Given text
Get all your news in one place.
100’s of premium titles.
One app.
Start reading
The Guardian - UK
The Guardian - UK
Entertainment
Robin Denselow

Stuart Lyon obituary

Stuart Lyon having a drink in Soho, where he was a well-known figure. He loved telling stories about musicians and enthusing about new music.
Stuart Lyon having a drink in Soho, where he was a well-known figure. He loved telling stories about musicians and enthusing about new music. Photograph: Peter Clark

The promoter, PR and manager Stuart Lyon, who has died aged 77 of sepsis and pneumonia, helped to transform the live music scene in London with the wide range of new artists he took a risk on booking.

At a concert in his honour at Nell’s Jazz and Blues in June 2018, celebrating his first 50 years in the business, he was hailed as a “legend” and “the saviour of live music”. An entertaining, easy-going figure, widely known as Uncle Stuart or Uncle Stu, he was an avid music fan, always willing to take a gamble, particularly when promoting the African and Latin music he loved.

His career started in 1968 when Stuart visited the Hampstead Country Club, the recreational area of the north London tennis club behind Belsize Park tube station that was then being hired out to help the club’s finances. Noting the small audience at a lunchtime jazz session, he decided “I can do this better”, and began promoting all-night shows there. According to Stuart, his first booking there was Spooky Tooth, followed by everyone from Elton John to the young David Bowie, Mott the Hoople, Black Sabbath and African stars Osibisa and Johnny Clegg.

He went on to promote hundreds of shows at other venues across London, from the 100 Club to Equinox, Tatty Bogles and Ronnie Scott’s, where his Sunday night Upstairs sessions became a showcase for African and Latin artists.

In 1983 he booked the Nigerian star Fela Kuti to play his biggest London show to date, at the Brixton Academy. This is a hall that holds 5,000 people, but 10 days before the show a mere 500 tickets had been sold, according to Fela’s manager Rikki Stein. The venue decided to cancel the event, but Stuart furiously refused, despite the risk of making a considerable loss. In the event, this now celebrated show was sold out and several hundred fans had to be turned away.

What this exercise asks
**A.** According to the Stuart Lyon obituary, in what year did his career as a promoter begin?
**B.** Go on with the Stuart Lyon obituary from the point at which it stops.
The rows below have no connection to the obituary of Stuart Lyon.

Provided information

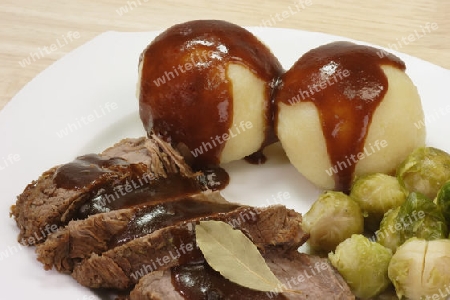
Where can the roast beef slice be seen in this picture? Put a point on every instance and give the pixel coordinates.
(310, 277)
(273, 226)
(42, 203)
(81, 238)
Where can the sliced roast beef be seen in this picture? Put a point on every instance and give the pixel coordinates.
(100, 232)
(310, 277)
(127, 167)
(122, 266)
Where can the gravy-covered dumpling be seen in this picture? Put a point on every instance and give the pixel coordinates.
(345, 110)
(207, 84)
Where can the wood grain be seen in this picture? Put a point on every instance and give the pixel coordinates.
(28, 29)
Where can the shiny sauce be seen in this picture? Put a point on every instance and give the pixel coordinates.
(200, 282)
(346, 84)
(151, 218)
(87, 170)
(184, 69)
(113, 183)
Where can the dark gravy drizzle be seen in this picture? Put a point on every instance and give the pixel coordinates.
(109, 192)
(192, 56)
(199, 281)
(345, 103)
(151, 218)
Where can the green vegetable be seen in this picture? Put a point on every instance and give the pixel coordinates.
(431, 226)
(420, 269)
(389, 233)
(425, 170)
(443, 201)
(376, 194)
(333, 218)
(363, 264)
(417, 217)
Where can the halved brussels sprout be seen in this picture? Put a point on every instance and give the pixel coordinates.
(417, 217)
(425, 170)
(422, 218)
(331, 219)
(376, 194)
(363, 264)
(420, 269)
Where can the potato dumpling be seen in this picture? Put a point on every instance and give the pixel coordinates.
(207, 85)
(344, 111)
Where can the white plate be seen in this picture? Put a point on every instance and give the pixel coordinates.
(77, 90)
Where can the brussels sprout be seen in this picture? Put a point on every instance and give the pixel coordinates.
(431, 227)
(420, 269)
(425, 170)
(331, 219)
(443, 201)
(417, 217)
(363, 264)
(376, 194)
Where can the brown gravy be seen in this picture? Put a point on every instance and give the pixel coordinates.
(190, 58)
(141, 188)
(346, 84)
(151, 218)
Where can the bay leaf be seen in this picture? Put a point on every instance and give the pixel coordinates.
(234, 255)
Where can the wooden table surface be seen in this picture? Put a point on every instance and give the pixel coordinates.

Answer list
**A.** His career began in 1968.

**B.**
Even unsuccessful shows became part of his legend. When the Puerto Rican band Gran Combo played at Equinox, Lyon planned to pay them from cash sales at the door. The band refused to go on unless they were paid in advance, and the show was cancelled.

Stuart Lyon’s career took off in the late 1960s and his early bookings included Elton John and Mott the Hoople
Stuart Lyon’s career took off in the late 1960s and his early bookings included Elton John and Mott the Hoople Photograph: None

“There was almost a riot, the fans were so angry,” the DJ and lawyer John Armstrong, who played at many of his shows, said, “but Stuart calmly faced them all, explaining what had gone on.”

His many later shows included an anti-apartheid festival featuring Hugh Masekela and Miriam Makeba, and the epic Salsa 2000 concert, for which he persuaded the Latin superstars Celia Cruz, Oscar D’León and Rubén Blades to all appear in a chilly field on Three Mills island, on the edge of the River Lea in the East End of London. It seemed a bizarre setting for such an event, but crowds flocked out to see them, and the show was a success.

Stuart was born in Harrow, Middlesex, the son of Peggy (nee Heath) and Lesley Lyon, who both worked as railway clerks for the British Transport Police. From 1955 until 1962 he attended Harrow county school for boys, where he played in a school band that also included Geoff Weedon, son of the guitar hero Bert. Stuart left to work in advertising, initially with Masius & Ferguson, and in 1967 spent the summer playing the double bass with a band at an American base in Turkey. He later said: “I couldn’t really play – but I got by.”

On his return he briefly continued his advertising career before switching to music promotion, and then also PR and management. He master-minded the early solo career of the American singer Viola Wills, who had been working as backing vocalist for Joe Cocker, and helped to promote her unsuccessful debut album Soft Centers in 1974.

They were married two years later, but divorced by the time Wills became a star, later in the decade.

In the early 80s he lived on a houseboat on Chelsea Reach with his friend, the promoter John Curd, with whom he was working, and toured Yugoslavia with the punk band Anti-Nowhere League. Curd described him as “a party animal and a happy-go-lucky trailblazer”.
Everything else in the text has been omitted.